14 — Frequently Asked Questions

How many access points can a single ICM-GE handle?

Up to 120 per PCB. Practical limits per RS-485 segment are set by the bus topology and length; large sites are segmented into multiple RS-485 busses back to the same master.

Why does ICM-GE have both Ethernet and GSM uplinks?

So a single ISP failure does not become a site outage. Ethernet is the primary, faster path; GSM (Vala, IPKO and others) is the automatic backup for heartbeats and authorisation traffic.

What happens when the uplink to the management server is down?

The site keeps working. Authorisation is local; events buffer to the local log and sync when the uplink recovers.

Which RS-485 nodes can connect to ICM-GE?

AXON URX-Secure readers, AXON W2R-N legacy bridges, and AXON I/O nodes. All share the same physical RS-485 BUS, each individually addressed.

What does "local encrypted validation" mean?

Authorisation is decided on-site from a local user database (local), and credentials are exchanged with readers in encrypted form on the bus (encrypted).

Does ICM-GE support OTA firmware updates?

Yes, with signed images over Ethernet (preferred) or GSM (fallback). Node-side OTA over RS-485 is on the roadmap.

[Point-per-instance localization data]
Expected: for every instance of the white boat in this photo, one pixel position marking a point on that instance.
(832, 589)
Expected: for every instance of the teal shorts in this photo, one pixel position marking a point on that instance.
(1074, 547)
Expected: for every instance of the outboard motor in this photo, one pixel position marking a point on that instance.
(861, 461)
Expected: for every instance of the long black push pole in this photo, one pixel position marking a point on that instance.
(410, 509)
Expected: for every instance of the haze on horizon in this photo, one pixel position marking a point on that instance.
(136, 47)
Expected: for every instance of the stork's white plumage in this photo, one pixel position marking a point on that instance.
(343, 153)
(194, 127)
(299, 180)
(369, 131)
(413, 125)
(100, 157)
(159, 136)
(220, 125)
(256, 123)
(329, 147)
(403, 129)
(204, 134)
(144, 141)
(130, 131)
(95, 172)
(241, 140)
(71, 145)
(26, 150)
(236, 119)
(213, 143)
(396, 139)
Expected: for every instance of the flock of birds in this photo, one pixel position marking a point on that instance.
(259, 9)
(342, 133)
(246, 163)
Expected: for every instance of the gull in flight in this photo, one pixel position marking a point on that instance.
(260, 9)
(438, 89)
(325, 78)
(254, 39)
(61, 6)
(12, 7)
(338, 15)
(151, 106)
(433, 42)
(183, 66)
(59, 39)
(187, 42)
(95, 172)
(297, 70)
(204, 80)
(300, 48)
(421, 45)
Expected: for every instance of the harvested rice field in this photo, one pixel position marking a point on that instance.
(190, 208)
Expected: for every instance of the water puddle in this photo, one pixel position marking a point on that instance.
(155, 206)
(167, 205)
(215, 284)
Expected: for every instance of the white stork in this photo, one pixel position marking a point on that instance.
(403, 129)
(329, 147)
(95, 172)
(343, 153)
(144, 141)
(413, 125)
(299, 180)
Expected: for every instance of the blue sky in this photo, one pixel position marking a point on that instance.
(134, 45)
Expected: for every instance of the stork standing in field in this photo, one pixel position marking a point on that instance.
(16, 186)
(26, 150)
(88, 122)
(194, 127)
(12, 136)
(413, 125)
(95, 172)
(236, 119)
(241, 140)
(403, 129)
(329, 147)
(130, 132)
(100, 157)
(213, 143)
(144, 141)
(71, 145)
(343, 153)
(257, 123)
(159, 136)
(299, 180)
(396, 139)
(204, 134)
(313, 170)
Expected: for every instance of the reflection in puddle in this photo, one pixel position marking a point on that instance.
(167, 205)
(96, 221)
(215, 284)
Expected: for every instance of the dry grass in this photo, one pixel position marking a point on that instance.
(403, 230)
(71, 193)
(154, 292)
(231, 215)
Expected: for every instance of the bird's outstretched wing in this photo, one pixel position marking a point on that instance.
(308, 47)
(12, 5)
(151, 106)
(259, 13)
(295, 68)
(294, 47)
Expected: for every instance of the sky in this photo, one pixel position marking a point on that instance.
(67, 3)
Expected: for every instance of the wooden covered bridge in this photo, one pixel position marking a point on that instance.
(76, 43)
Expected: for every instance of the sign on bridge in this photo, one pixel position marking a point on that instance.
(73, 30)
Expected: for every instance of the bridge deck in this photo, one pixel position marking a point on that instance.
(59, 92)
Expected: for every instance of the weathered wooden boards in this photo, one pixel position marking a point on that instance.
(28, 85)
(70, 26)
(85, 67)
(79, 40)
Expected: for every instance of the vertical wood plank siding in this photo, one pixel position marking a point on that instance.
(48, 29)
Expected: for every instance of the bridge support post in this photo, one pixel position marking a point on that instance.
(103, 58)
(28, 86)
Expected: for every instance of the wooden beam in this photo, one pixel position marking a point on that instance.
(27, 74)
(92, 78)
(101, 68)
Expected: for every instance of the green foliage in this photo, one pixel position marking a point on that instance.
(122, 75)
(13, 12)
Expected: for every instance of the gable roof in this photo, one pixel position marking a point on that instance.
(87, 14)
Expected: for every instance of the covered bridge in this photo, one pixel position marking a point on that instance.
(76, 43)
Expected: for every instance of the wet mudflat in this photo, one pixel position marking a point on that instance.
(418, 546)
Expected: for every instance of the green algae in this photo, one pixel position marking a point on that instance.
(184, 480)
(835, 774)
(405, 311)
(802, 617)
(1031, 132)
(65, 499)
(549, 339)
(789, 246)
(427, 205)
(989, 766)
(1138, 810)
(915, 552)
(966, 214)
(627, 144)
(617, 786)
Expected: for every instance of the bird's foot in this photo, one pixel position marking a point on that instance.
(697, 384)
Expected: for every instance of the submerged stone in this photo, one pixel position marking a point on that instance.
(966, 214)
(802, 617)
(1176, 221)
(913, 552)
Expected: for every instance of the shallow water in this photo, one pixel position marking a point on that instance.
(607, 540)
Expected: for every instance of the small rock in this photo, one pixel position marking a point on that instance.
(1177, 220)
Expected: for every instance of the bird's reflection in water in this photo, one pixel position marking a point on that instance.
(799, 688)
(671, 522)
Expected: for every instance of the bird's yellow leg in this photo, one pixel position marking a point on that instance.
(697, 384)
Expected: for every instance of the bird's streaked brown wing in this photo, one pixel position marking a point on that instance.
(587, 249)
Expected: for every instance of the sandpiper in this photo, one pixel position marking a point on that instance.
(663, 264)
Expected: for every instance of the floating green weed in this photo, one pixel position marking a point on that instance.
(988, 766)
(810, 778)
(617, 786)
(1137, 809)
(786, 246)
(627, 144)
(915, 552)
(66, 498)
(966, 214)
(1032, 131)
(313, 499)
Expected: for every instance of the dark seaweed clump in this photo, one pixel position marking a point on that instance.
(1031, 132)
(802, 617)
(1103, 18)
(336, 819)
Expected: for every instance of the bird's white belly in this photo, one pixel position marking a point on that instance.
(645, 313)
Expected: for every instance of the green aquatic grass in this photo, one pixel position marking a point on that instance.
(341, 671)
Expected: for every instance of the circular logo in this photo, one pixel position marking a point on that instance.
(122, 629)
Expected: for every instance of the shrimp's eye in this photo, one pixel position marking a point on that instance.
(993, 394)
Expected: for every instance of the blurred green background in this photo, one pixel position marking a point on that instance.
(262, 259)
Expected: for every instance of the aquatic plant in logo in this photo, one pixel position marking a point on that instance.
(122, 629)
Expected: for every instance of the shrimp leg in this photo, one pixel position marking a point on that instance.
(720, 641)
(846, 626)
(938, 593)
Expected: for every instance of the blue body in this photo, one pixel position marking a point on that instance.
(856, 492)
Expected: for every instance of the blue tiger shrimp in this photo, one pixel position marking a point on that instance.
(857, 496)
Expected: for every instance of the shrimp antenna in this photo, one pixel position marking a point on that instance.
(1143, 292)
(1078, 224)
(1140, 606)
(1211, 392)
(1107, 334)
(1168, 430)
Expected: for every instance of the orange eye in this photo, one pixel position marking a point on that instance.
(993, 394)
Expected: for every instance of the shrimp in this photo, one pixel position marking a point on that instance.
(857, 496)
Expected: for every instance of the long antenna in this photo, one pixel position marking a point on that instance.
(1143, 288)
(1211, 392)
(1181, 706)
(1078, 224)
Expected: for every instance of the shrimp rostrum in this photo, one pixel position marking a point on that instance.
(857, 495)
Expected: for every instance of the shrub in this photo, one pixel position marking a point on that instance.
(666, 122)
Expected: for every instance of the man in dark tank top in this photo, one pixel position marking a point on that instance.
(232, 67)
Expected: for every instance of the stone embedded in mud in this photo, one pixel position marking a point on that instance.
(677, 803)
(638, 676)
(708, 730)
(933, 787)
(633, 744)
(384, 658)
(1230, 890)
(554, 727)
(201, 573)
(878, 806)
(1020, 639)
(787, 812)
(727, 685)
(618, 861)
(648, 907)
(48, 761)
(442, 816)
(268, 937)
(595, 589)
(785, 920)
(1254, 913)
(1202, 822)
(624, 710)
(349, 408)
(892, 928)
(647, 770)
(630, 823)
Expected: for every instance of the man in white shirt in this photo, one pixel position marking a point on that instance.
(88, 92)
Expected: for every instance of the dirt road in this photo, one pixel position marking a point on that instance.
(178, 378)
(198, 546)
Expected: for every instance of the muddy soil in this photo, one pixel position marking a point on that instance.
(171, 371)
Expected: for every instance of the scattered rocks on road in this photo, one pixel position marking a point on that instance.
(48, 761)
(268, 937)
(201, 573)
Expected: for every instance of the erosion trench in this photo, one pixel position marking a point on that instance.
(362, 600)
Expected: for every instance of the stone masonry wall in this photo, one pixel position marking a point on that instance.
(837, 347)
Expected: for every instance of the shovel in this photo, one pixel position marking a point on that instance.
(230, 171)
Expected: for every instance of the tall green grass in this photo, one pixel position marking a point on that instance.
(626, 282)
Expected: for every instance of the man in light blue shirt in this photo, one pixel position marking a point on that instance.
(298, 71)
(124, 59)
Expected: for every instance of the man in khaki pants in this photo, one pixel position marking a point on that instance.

[Required work]
A: Please translate this sentence from the ICM-GE FAQ into Spanish: "Authorisation is local; events buffer to the local log and sync when the uplink recovers."
B: According to the ICM-GE FAQ, which uplink serves as the fallback for OTA firmware updates?
C: Carry on the ICM-GE FAQ from its last line.

[Task-by-task outputs]
A: La autorización es local; los eventos se almacenan temporalmente en el registro local y se sincronizan cuando se restablece el enlace ascendente.

B: GSM.

C:
What power does ICM-GE need?

12 V or 24 V DC, 4–8 W operating. Budget 15 W supply headroom plus the loads of any readers/relays on the same rail.

Can it handle elevator cabin access?

No — cabin access uses the AXON CCU-32 cabin master. ICM-GE is for non-cabin access points.

What is the difference between ICM-GE and ICM-LR?

ICM-GE uses Ethernet + GSM uplink (in-building / standard internet). ICM-LR uses LoRa (long-range, low-bandwidth) for campuses, parking lots and fragmented sites where cabling is impractical.

Is ICM-GE shipping today?

Yes, in stock. Typical lead time from local stock is one to two weeks.

15 — Related Guides and Products

16 — Get an ICM-GE Quote for Your Site

Planning a building-wide access upgrade in Kosovo, Albania or the wider region? We can size the bus, segment the RS-485 plant, configure the Ethernet and GSM uplink for your environment, supply units from local stock and support commissioning. Typical lead time for standard configurations is one to two weeks.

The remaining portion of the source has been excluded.